TASK TO COMPLETE
Count how many of the lines below contain the string "handle", and reply with the number alone.

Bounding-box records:

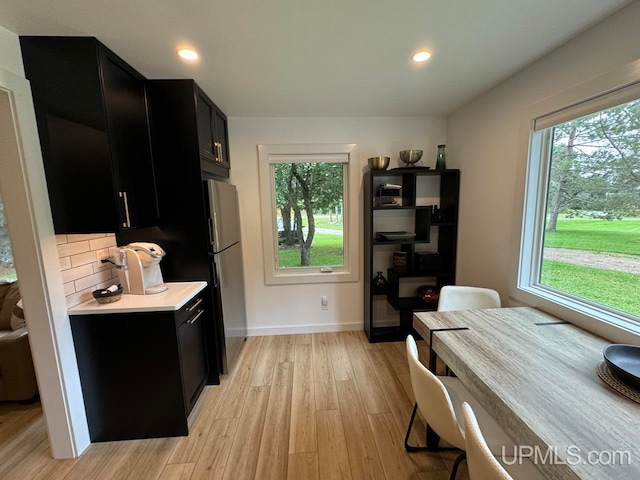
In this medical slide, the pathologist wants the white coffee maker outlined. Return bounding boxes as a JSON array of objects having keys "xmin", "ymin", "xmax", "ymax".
[{"xmin": 114, "ymin": 242, "xmax": 169, "ymax": 295}]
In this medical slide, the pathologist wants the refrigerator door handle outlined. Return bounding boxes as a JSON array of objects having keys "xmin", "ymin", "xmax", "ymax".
[
  {"xmin": 211, "ymin": 262, "xmax": 220, "ymax": 288},
  {"xmin": 207, "ymin": 217, "xmax": 216, "ymax": 248}
]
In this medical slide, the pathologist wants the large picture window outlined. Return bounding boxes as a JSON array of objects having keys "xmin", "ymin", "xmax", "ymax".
[
  {"xmin": 259, "ymin": 144, "xmax": 357, "ymax": 284},
  {"xmin": 520, "ymin": 81, "xmax": 640, "ymax": 325}
]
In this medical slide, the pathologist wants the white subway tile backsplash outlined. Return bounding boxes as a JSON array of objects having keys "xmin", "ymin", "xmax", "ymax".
[
  {"xmin": 89, "ymin": 235, "xmax": 116, "ymax": 250},
  {"xmin": 67, "ymin": 233, "xmax": 109, "ymax": 243},
  {"xmin": 56, "ymin": 233, "xmax": 119, "ymax": 307},
  {"xmin": 58, "ymin": 240, "xmax": 91, "ymax": 257},
  {"xmin": 71, "ymin": 251, "xmax": 96, "ymax": 267},
  {"xmin": 75, "ymin": 270, "xmax": 113, "ymax": 291},
  {"xmin": 59, "ymin": 257, "xmax": 71, "ymax": 270},
  {"xmin": 64, "ymin": 282, "xmax": 76, "ymax": 296},
  {"xmin": 66, "ymin": 287, "xmax": 95, "ymax": 308},
  {"xmin": 62, "ymin": 264, "xmax": 93, "ymax": 283}
]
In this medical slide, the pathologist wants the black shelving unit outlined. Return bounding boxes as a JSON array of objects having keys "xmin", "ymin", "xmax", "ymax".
[{"xmin": 364, "ymin": 167, "xmax": 460, "ymax": 343}]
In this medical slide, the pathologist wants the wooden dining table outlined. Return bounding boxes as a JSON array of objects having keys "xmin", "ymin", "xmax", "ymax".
[{"xmin": 413, "ymin": 307, "xmax": 640, "ymax": 480}]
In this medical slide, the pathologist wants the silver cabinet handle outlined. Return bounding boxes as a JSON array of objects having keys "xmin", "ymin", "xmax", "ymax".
[
  {"xmin": 214, "ymin": 142, "xmax": 222, "ymax": 163},
  {"xmin": 187, "ymin": 310, "xmax": 204, "ymax": 325},
  {"xmin": 118, "ymin": 192, "xmax": 131, "ymax": 228},
  {"xmin": 207, "ymin": 217, "xmax": 216, "ymax": 247},
  {"xmin": 187, "ymin": 298, "xmax": 202, "ymax": 312}
]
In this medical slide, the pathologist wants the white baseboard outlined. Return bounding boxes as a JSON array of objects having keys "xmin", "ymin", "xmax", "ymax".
[{"xmin": 247, "ymin": 322, "xmax": 364, "ymax": 337}]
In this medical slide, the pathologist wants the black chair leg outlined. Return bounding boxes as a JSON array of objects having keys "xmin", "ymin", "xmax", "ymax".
[
  {"xmin": 449, "ymin": 452, "xmax": 467, "ymax": 480},
  {"xmin": 404, "ymin": 403, "xmax": 429, "ymax": 452}
]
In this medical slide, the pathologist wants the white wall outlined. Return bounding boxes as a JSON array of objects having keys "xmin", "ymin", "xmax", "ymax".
[
  {"xmin": 447, "ymin": 2, "xmax": 640, "ymax": 340},
  {"xmin": 229, "ymin": 117, "xmax": 446, "ymax": 335},
  {"xmin": 0, "ymin": 22, "xmax": 89, "ymax": 458},
  {"xmin": 0, "ymin": 25, "xmax": 24, "ymax": 78}
]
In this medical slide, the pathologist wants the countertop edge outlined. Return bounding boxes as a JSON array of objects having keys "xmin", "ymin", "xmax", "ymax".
[{"xmin": 67, "ymin": 281, "xmax": 207, "ymax": 315}]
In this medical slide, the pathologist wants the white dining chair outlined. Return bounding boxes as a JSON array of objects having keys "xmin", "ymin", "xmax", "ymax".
[
  {"xmin": 438, "ymin": 285, "xmax": 502, "ymax": 312},
  {"xmin": 462, "ymin": 402, "xmax": 545, "ymax": 480},
  {"xmin": 404, "ymin": 335, "xmax": 513, "ymax": 480}
]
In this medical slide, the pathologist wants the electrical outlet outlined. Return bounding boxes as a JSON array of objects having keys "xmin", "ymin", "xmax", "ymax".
[{"xmin": 320, "ymin": 295, "xmax": 329, "ymax": 310}]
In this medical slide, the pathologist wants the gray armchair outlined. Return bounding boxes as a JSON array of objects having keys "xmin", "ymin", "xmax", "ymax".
[{"xmin": 0, "ymin": 282, "xmax": 38, "ymax": 401}]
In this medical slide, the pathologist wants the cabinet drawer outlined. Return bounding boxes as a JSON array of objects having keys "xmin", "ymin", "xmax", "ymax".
[{"xmin": 176, "ymin": 294, "xmax": 205, "ymax": 327}]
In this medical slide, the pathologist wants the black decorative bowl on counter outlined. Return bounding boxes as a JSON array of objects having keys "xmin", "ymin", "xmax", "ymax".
[
  {"xmin": 603, "ymin": 344, "xmax": 640, "ymax": 390},
  {"xmin": 93, "ymin": 285, "xmax": 122, "ymax": 303}
]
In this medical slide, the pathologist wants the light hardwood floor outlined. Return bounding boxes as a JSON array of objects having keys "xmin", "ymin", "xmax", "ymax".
[{"xmin": 0, "ymin": 332, "xmax": 468, "ymax": 480}]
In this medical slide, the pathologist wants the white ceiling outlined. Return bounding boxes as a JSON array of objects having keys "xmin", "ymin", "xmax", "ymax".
[{"xmin": 0, "ymin": 0, "xmax": 629, "ymax": 116}]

ANSWER TO THIS TASK
2